─── Texte extrait ───
Nous sommes d’avis que, pour ce faire, il est nécessaire de jeter un nouveau regard sur les dynamiques politiques locales. Le Mexique étant un pays fédéral où autant les États subnationaux que les municipalités jouissent de compétences et de privilèges constitutionnels et exercent des pouvoirs formels et informels, ces dynamiques méritent d’être étudiées en profondeur pour ce qu’elles nous disent sur elles-mêmes, mais aussi pour la lumière qu’elles jettent pour notre compréhension du système politique mexicain dans son ensemble.

Dans ce numéro, nous nous y attelons selon plusieurs perspectives, de façon à proposer une approche multidisciplinaire. Ici, on trouvera autant des analyses juridiques que des études de politiques publiques et des textes plus classiquement politologiques ou encore des réflexions de philosophie politique. Nous ne pouvons prétendre d’avoir entièrement fait le tour de la question, ni même de présenter une vision consensuelle sur l’état de la gouvernance locale au Mexique ou de ses liens avec la transition démocratique, mais nous sommes confiants que nos réflexions contribuent au développement des connaissances et que les questions que nous laissons pendantes stimuleront rapidement de nouvelles réflexions.
─── Entrées ───
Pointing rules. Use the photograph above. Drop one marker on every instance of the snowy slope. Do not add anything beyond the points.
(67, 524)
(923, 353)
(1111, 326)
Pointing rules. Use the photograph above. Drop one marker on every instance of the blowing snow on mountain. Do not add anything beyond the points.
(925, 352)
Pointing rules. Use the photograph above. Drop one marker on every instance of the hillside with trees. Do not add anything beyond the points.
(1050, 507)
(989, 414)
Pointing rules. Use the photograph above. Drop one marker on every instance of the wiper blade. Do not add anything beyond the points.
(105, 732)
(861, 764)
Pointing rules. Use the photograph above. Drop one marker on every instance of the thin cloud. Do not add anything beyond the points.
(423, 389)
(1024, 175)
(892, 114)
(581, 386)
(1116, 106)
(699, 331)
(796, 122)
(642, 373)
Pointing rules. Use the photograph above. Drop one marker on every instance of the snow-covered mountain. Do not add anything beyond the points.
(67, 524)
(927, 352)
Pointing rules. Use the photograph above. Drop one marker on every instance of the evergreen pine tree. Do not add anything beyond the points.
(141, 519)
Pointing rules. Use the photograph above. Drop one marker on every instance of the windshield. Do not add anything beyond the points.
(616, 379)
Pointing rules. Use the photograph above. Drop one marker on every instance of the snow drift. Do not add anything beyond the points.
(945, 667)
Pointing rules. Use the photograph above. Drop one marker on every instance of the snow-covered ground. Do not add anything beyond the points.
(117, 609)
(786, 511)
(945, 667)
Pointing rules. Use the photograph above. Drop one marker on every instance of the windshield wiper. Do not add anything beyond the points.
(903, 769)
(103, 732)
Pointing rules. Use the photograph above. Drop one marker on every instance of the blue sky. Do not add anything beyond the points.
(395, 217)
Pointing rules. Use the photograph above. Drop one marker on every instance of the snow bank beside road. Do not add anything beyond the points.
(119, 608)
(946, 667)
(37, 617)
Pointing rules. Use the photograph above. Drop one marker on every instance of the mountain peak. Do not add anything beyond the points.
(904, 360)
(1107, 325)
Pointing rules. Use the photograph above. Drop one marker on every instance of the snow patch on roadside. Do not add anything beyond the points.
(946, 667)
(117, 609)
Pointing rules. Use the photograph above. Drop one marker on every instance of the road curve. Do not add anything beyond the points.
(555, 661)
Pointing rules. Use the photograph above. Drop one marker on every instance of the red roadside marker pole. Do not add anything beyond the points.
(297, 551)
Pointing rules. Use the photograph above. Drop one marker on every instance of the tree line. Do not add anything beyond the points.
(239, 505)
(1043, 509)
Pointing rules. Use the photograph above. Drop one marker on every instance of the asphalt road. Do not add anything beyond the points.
───
Consignes:
a: Citez tous les types de textes que ce numéro réunit, d'après l'extrait sur la gouvernance locale au Mexique.
b: Poursuivez l'extrait sur la gouvernance locale au Mexique après sa dernière phrase.
Les entrées ne jouent aucun rôle dans ce travail.

Réponses finales:
a:
- des analyses juridiques
- des études de politiques publiques
- des textes plus classiquement politologiques
- des réflexions de philosophie politique

b:
Dans ce numéro, nous dégageons plusieurs sujets importants. Le premier est, naturellement, la place des dynamiques politiques locales dans l’ensemble national. D’une part, nous affirmons l’importance de l’analyse spécifique des processus politiques locaux. Ceux-ci ont des logiques et des cadres de référence qui leur sont particuliers et interagissent avec des processus plus larges, fédéraux ou régionaux, tout en restant distincts. On trouvera sous ce volet les articles de Françoise Montambeault sur la ville de Nezahualcóyotl, de Tina Hilgers sur le District fédéral et de Julián Durazo Herrmann sur l’État d’Oaxaca.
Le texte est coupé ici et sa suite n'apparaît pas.